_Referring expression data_
---+---

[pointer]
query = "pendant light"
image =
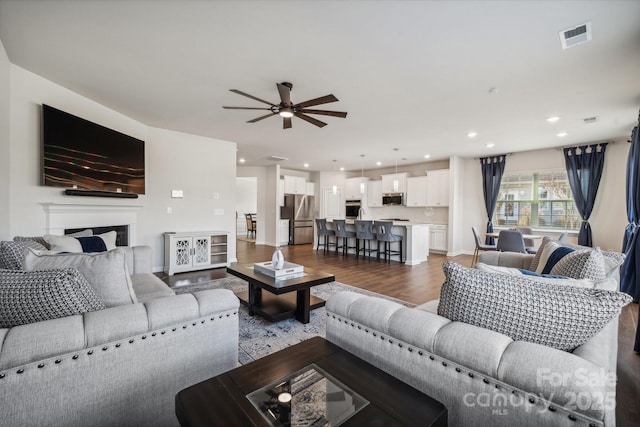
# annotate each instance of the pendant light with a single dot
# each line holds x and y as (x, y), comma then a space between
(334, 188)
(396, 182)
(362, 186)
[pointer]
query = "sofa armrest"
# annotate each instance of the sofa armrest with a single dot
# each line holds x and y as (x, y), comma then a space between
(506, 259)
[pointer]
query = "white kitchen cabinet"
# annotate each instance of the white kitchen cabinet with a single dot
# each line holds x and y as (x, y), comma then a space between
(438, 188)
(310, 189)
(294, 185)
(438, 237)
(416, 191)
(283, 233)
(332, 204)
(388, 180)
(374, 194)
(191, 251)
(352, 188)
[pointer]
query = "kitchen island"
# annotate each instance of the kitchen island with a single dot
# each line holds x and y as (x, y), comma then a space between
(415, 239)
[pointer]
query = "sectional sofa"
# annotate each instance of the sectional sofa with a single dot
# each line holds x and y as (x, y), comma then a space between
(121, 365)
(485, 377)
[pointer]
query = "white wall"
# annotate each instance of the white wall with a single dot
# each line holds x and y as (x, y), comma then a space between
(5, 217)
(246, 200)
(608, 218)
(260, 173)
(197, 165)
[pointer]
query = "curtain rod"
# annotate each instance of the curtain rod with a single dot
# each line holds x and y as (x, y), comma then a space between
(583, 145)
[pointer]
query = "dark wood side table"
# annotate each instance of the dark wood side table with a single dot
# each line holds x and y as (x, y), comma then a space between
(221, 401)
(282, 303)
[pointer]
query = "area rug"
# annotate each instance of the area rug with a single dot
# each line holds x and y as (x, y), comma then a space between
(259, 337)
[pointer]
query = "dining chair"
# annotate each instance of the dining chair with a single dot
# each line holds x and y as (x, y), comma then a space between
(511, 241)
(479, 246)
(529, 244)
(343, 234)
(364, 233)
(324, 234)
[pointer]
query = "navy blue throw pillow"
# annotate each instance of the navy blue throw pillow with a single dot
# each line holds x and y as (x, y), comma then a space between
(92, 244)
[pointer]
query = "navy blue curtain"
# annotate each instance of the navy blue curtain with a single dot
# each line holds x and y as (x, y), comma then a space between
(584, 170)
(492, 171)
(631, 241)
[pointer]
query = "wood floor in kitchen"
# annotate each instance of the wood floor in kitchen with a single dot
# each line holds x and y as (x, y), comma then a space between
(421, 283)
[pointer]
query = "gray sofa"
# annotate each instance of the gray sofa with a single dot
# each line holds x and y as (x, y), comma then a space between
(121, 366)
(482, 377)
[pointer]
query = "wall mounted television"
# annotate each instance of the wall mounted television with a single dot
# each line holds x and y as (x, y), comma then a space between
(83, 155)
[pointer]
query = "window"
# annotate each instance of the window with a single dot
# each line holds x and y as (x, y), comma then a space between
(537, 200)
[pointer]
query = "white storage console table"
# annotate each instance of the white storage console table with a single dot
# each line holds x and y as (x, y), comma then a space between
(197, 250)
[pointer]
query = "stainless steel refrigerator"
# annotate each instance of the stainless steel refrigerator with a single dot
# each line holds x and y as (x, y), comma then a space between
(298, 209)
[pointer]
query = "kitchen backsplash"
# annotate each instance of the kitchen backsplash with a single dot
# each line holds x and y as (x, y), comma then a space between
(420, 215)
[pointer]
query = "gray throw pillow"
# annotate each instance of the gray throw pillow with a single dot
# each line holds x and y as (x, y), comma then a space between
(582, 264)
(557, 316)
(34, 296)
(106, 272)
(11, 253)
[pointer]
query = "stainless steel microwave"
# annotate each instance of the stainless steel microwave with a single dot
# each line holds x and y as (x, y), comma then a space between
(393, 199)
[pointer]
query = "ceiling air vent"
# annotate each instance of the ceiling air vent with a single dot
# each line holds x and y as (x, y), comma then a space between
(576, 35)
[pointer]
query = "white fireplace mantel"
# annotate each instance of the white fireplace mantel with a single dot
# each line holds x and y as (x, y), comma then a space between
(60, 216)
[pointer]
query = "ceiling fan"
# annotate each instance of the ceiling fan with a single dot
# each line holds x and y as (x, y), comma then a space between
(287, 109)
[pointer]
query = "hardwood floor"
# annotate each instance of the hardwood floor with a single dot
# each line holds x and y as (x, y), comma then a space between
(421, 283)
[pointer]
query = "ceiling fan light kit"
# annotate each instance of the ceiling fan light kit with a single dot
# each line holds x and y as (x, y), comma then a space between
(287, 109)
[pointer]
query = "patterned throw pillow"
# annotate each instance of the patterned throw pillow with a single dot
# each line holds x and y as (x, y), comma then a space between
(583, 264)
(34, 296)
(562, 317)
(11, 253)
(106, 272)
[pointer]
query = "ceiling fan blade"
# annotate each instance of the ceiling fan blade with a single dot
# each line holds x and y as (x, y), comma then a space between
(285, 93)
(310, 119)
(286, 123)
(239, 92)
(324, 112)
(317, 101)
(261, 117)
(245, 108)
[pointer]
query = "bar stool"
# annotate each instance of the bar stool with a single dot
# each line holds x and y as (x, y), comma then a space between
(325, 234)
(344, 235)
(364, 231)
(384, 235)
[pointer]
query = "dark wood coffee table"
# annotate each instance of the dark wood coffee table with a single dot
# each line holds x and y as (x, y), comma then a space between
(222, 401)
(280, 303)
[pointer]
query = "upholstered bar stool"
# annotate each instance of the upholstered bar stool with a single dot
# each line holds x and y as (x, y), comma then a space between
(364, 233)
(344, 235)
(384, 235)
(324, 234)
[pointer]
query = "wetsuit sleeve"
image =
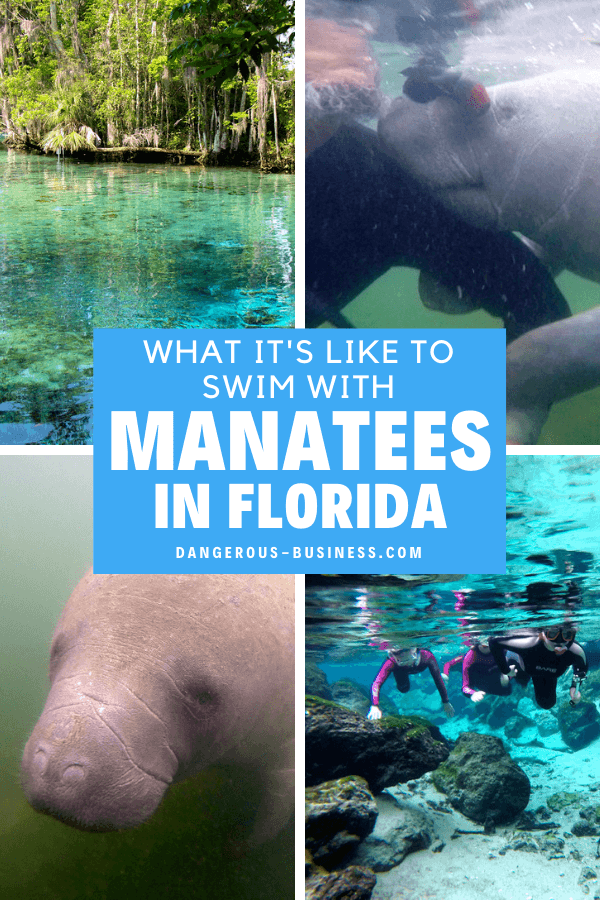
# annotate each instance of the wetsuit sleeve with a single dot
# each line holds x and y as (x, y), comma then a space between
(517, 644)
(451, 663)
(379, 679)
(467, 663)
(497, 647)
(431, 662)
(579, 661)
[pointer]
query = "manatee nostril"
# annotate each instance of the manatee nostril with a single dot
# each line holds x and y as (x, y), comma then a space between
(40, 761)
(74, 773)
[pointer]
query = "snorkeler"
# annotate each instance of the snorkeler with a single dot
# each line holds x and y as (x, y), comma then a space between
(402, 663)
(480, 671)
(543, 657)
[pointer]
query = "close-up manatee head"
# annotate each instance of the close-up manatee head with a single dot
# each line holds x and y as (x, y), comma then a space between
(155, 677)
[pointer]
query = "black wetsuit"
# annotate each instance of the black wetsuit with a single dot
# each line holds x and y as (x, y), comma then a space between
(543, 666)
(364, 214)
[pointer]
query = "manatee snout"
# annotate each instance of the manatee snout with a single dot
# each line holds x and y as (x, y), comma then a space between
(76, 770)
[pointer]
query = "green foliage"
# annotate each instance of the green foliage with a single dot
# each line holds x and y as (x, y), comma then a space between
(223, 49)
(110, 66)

---+---

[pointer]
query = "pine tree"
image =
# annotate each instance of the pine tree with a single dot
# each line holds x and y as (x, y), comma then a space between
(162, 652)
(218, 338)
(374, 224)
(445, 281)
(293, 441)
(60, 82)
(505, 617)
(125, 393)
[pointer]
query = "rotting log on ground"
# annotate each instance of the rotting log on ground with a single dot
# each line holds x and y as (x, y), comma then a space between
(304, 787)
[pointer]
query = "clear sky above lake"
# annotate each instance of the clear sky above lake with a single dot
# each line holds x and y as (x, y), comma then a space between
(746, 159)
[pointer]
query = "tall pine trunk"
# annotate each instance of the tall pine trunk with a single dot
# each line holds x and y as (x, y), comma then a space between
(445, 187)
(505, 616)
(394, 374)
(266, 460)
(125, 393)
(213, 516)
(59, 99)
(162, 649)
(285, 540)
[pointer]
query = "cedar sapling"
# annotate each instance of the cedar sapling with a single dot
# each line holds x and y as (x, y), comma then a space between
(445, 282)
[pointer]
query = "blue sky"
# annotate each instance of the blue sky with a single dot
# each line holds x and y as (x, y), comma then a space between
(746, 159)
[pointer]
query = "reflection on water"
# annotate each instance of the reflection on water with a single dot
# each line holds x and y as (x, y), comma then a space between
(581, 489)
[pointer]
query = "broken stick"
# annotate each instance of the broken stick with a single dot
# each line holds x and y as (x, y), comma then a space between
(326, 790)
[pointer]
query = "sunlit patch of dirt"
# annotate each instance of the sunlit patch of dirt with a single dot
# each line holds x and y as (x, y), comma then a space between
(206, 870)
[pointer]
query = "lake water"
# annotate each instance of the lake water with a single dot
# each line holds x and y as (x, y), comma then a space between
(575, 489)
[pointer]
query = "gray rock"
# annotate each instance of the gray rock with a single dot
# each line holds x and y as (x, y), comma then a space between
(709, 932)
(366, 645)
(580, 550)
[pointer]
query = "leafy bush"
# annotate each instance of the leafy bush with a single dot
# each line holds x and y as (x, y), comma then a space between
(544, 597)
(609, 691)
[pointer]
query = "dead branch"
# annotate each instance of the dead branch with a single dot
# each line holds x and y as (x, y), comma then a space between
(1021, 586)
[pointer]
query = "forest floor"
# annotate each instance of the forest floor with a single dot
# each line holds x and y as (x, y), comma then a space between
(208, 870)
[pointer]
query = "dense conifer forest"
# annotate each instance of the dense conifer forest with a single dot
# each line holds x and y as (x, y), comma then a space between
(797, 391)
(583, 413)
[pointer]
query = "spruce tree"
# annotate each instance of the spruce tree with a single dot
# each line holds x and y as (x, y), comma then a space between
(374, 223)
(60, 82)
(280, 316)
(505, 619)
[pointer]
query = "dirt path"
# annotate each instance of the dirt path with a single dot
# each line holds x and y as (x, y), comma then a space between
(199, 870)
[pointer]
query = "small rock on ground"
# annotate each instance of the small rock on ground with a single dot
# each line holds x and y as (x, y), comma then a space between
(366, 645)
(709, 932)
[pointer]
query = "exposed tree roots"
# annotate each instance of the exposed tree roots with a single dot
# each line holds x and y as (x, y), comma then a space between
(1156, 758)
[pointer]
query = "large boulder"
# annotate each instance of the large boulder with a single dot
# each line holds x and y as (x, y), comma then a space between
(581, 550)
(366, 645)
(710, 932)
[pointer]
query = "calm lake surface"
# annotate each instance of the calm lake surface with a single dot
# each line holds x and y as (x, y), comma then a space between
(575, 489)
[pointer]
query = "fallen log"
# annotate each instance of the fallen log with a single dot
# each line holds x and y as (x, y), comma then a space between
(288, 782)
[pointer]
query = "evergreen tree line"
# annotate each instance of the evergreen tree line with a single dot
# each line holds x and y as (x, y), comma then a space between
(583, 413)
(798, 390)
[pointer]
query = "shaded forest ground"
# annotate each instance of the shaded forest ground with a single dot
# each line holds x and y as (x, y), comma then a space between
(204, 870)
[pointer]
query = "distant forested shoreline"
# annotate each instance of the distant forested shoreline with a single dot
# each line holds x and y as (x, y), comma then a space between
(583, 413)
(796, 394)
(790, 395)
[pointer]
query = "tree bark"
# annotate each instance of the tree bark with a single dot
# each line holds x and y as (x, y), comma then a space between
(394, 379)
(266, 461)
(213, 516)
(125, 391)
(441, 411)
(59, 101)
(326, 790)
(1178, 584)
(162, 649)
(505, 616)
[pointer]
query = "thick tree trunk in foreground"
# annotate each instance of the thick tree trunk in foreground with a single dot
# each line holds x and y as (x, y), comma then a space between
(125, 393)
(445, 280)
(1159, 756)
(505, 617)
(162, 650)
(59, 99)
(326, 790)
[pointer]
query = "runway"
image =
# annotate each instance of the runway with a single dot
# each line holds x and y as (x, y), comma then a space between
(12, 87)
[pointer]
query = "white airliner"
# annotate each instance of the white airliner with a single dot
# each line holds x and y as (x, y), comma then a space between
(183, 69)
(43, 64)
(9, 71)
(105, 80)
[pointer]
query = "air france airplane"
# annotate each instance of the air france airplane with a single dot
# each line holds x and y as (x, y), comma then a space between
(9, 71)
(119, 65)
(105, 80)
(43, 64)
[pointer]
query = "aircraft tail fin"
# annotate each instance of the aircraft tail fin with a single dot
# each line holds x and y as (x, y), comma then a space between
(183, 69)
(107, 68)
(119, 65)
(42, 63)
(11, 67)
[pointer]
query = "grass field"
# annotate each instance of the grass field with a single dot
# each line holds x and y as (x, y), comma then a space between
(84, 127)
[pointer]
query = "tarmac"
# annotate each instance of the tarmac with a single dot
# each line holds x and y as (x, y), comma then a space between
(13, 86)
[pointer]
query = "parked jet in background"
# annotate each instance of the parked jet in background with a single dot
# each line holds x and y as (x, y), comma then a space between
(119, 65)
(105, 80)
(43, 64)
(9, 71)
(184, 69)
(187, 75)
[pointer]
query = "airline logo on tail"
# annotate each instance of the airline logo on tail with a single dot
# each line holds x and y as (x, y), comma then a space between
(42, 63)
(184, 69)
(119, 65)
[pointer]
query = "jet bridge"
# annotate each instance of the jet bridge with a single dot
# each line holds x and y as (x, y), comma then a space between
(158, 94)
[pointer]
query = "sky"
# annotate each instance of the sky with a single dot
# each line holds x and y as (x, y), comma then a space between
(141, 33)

---+---

_Work instruction_
Go over the data and return every line that includes the word "storage".

_Solved exercise_
query = "white storage console table"
# annotate each instance of the white storage console table with a single dot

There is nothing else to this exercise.